To whet your appetite for the Sexy Scenes workshop, December's online weekend workshop, I've got a delicious writing skill for you, as a great way in to writing the "naughty bits" in fiction: a SEXY LETTER.
Sex scenes and sexy snippets aren't just the realm of bonk-busters, Soho bookshops, hide-from-my-history sub-reddits, and excitable fan-fic: heaps of mainstream and literary fiction includes sex, often very explicitly, for excellent reasons. Sex matters in characters' lives. It can change their lives, reshape the plot, even play a role in the revolution. Three of the most mainstream / classic / Respectable novels we'll look at in the workshop are AS Byatt's Possession, Margaret Atwood's Handmaid's Tale (the positive consensual sex scene in that, not the awful "ceremony"), and George Orwell's 1984. They include the sex scenes because they matter. They also include the sex scenes because the authors knew that it mattered and included what was right for the story, instead of stopping where embarrassment dictated or vocabulary failed.
It's worth expanding your writing repertoire to include the sex scenes. It's also extremely fun. And here's an especially fun, freeing way to get started.
One character is writing a sexy letter to another character. A very sexy letter. The character writing may or may not intend to send the letter. They might change their mind while writing it, perhaps even several times. It can be a confessional letter in a newly blossoming relationship, or writing within an established relationship. But it is very definitely a sexy letter.
So who are the characters?
- If you have a story in progress, you can use your existing characters, if it suits them.
- If you've done any of the other writing skills, you can use the characters from those. Most recently, we've had two skills focused on romantic relationships: Deluded Diary, for exploring new love, and Prove It's You, for exploring established love.
- If you don't have any characters from your work or previous skills, you could jump into either of the two above, spend ten minutes on that to discover the characters, and then come back to this.

▸ PROVIDED RECORDS
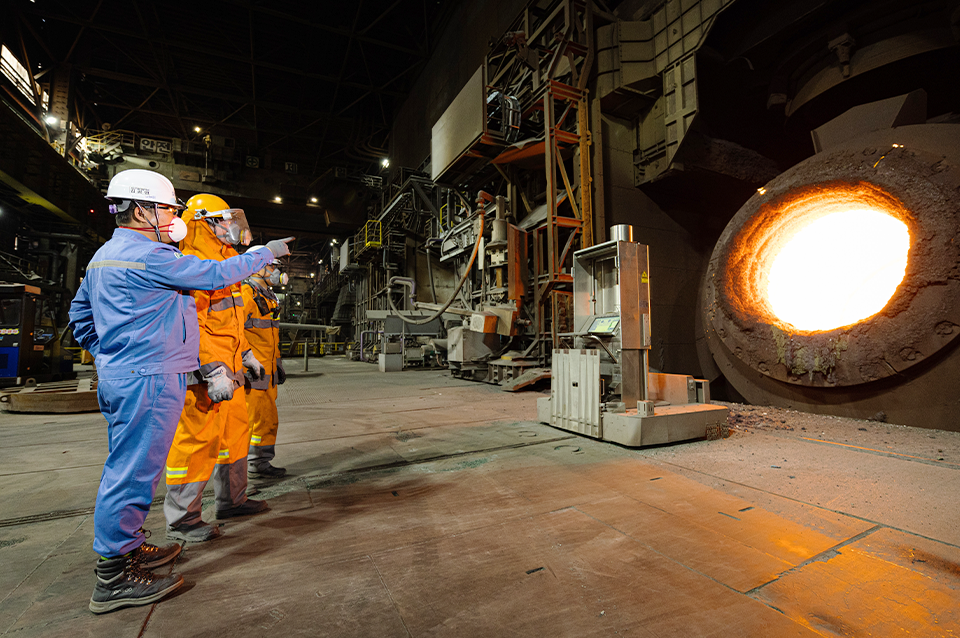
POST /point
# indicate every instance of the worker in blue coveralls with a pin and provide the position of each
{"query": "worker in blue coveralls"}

* * *

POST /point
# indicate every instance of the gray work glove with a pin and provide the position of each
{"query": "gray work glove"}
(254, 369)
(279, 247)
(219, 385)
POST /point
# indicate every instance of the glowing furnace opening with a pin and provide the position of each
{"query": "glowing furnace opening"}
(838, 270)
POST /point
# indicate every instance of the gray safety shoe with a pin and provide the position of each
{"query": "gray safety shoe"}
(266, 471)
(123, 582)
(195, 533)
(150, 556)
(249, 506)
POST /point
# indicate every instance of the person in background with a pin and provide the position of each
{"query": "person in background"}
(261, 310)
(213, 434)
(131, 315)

==

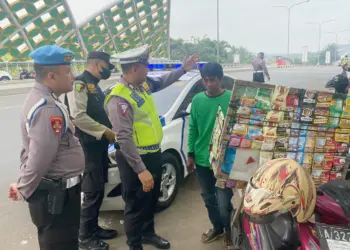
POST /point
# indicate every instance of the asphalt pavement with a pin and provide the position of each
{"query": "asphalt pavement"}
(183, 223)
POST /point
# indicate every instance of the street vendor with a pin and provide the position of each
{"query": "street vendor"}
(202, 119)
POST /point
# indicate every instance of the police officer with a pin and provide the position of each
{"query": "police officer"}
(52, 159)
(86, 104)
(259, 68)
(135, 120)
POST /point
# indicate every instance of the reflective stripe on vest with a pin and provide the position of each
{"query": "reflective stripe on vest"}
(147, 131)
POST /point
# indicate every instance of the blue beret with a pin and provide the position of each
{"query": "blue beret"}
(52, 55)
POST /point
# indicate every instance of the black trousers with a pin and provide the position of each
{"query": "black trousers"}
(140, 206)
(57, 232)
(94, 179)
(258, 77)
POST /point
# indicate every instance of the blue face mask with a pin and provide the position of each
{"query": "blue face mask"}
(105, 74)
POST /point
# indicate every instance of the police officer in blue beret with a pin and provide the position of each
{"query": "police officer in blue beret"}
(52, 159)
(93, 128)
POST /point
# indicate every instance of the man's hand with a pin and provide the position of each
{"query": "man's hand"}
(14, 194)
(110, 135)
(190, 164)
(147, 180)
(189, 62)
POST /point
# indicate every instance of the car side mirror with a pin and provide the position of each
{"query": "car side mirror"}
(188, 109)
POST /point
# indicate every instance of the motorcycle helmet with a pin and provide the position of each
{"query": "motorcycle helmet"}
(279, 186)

▸ PROBLEM
Pick up the text about writing a sexy letter after its last sentence and carry it on. The rows are separate material and have nothing to do with the text about writing a sexy letter.

▸ RESULT OF THE TASK
- If you'd rather dive straight into writing a sexy letter, you can use this quick character gen to whisk up two characters. (Feel free to adjust the ages!)
Then decide which character is writing the letter to the other, grab some pen and paper, and start writing the letter, detailing – in plenty of detail! – exactly what they're imagining, remembering, longing for, hoping, fantasising, fixating on... Remember: they might not send the letter. So they can say whatever they want. (And you don't have to show what you write to anyone. So you can have them say whatever you want.) Give yourself permission to enjoy it, to get hot under the collar, even to giggle in shock at yourself. And have fun!
This is a delightful way to approach writing sex scenes or sexy snippets, because the nature of a letter means that you're focusing on the desire, not the instruction-manual mechanics. It's the desire that makes a scene zing – which is not to say keep it abstract, desire is wonderfully specific, just trust that the form of letter-writing will take it in the right direction. Plus, it's the character writing all this, not you, so through their (eager, ardent) voice, you can find the freedom to say all sorts of things that you might hesistate to write in your own voice.
The Sexy Scenes workshop is running online, on Zoom, on the weekend of 7–8 December, 10am–12:30pm both mornings UK time, and you can join from anywhere in the world. We'll be looking at heaps of excerpts, from the very explicit to the deeply suggestive, and exploring all the words, strategies, and approaches we need to write sex scenes and sexy snippets. Read more about it, including the workshop guidelines, and book here. Just three places left, so do book fast if you'd like to join!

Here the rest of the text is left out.